╭─ Given entries

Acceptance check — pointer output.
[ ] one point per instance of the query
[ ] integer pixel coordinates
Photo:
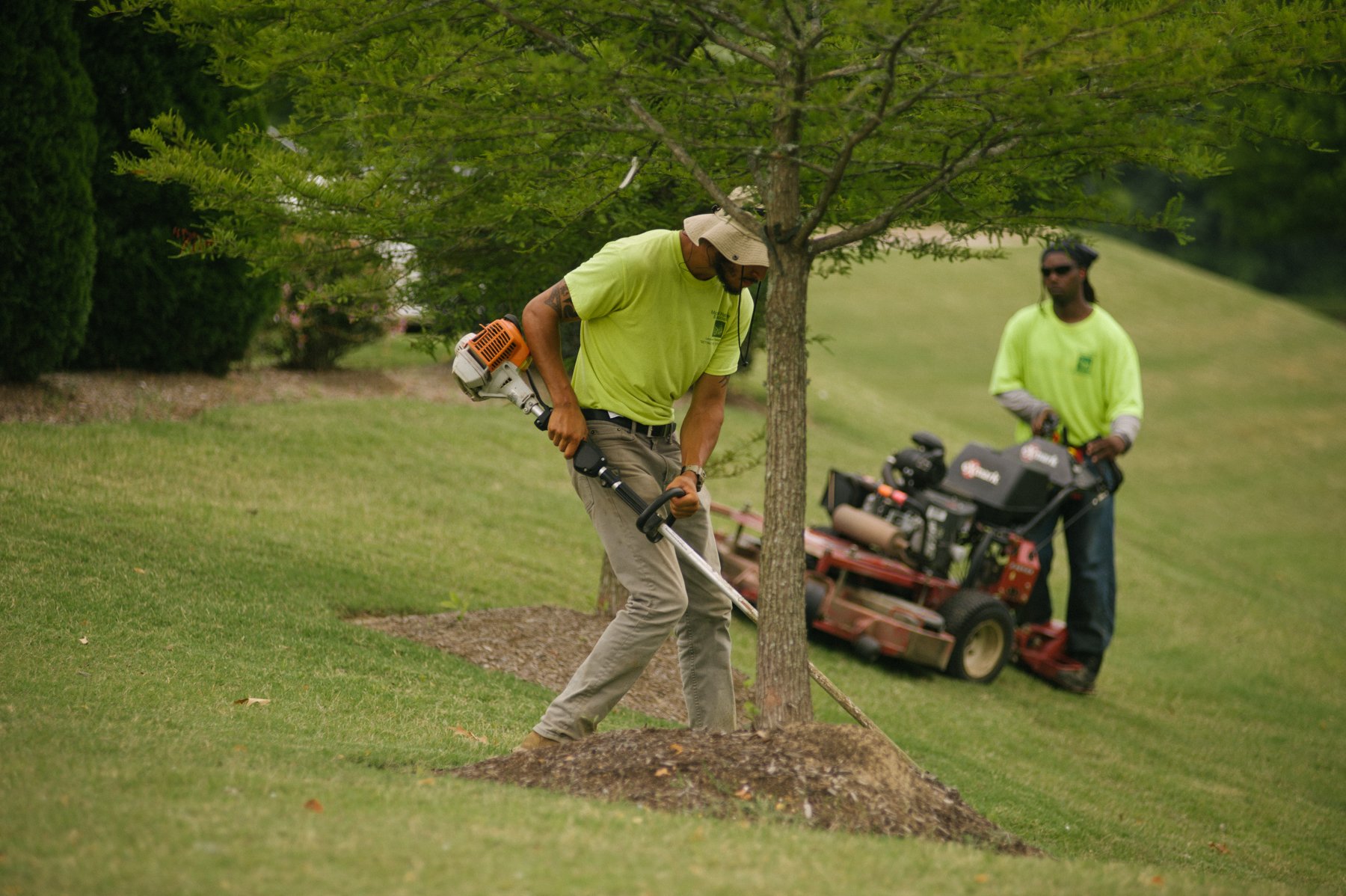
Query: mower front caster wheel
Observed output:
(983, 633)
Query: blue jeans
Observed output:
(1092, 604)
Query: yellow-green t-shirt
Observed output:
(649, 328)
(1088, 370)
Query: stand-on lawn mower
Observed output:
(928, 564)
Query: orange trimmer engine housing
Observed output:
(500, 342)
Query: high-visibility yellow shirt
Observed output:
(1088, 370)
(649, 328)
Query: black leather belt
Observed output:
(649, 431)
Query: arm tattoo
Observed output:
(559, 301)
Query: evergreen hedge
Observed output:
(47, 213)
(153, 310)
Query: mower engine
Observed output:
(491, 363)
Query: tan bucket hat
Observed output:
(734, 241)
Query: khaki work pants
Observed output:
(666, 595)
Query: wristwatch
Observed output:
(698, 470)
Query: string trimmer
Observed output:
(493, 363)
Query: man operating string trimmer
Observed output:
(660, 314)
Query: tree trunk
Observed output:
(612, 594)
(784, 696)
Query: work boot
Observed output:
(1080, 680)
(535, 742)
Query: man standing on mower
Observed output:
(660, 314)
(1072, 363)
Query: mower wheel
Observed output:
(983, 633)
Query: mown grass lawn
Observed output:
(153, 574)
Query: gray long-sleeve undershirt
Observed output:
(1026, 407)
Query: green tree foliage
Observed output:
(162, 301)
(1272, 220)
(859, 124)
(46, 217)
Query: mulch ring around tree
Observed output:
(829, 776)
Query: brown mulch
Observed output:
(829, 776)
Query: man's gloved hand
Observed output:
(1105, 448)
(567, 429)
(1039, 421)
(688, 503)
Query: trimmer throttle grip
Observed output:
(649, 521)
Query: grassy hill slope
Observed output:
(153, 574)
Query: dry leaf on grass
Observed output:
(464, 732)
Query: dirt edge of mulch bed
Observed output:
(827, 776)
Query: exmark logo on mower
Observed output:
(974, 470)
(1033, 454)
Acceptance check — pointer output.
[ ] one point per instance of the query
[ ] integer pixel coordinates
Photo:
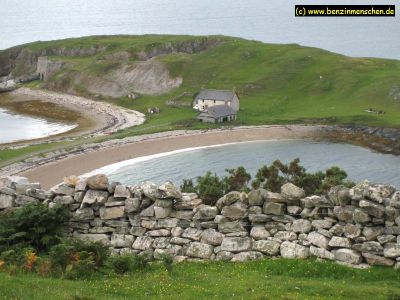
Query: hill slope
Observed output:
(276, 83)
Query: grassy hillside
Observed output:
(276, 83)
(266, 279)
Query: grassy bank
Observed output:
(277, 84)
(267, 279)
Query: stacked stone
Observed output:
(356, 226)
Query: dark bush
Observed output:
(35, 225)
(122, 264)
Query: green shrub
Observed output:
(35, 225)
(122, 264)
(210, 188)
(237, 180)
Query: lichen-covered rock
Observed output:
(115, 212)
(256, 197)
(228, 199)
(143, 243)
(348, 256)
(339, 242)
(236, 211)
(391, 250)
(246, 256)
(321, 253)
(301, 226)
(292, 250)
(339, 195)
(259, 233)
(372, 208)
(372, 247)
(192, 233)
(316, 201)
(121, 191)
(212, 237)
(98, 182)
(376, 260)
(291, 192)
(6, 201)
(285, 235)
(121, 240)
(236, 244)
(95, 196)
(268, 247)
(318, 239)
(200, 250)
(271, 208)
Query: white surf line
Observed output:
(109, 169)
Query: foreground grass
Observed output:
(267, 279)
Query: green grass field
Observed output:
(277, 84)
(265, 279)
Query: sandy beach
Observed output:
(105, 118)
(52, 173)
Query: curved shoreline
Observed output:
(51, 169)
(107, 118)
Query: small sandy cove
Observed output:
(52, 173)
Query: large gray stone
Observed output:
(292, 250)
(98, 182)
(271, 208)
(259, 233)
(211, 237)
(122, 240)
(192, 233)
(318, 240)
(231, 227)
(301, 226)
(132, 205)
(339, 242)
(168, 191)
(372, 208)
(360, 216)
(256, 197)
(6, 201)
(268, 247)
(205, 213)
(339, 195)
(371, 233)
(372, 247)
(316, 201)
(321, 253)
(143, 243)
(200, 250)
(102, 238)
(236, 211)
(291, 192)
(95, 196)
(121, 191)
(377, 260)
(236, 244)
(246, 256)
(83, 214)
(348, 256)
(391, 250)
(115, 212)
(344, 213)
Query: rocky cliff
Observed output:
(355, 226)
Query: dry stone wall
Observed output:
(357, 226)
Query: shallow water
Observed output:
(14, 127)
(269, 21)
(358, 162)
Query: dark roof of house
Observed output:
(223, 95)
(219, 111)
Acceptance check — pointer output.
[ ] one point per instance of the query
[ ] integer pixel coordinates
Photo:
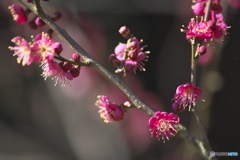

╰─

**Problem**
Every line above with the string "dark" in it needs to be copied.

**Expected answer**
Query: dark bush
Query: dark roof of house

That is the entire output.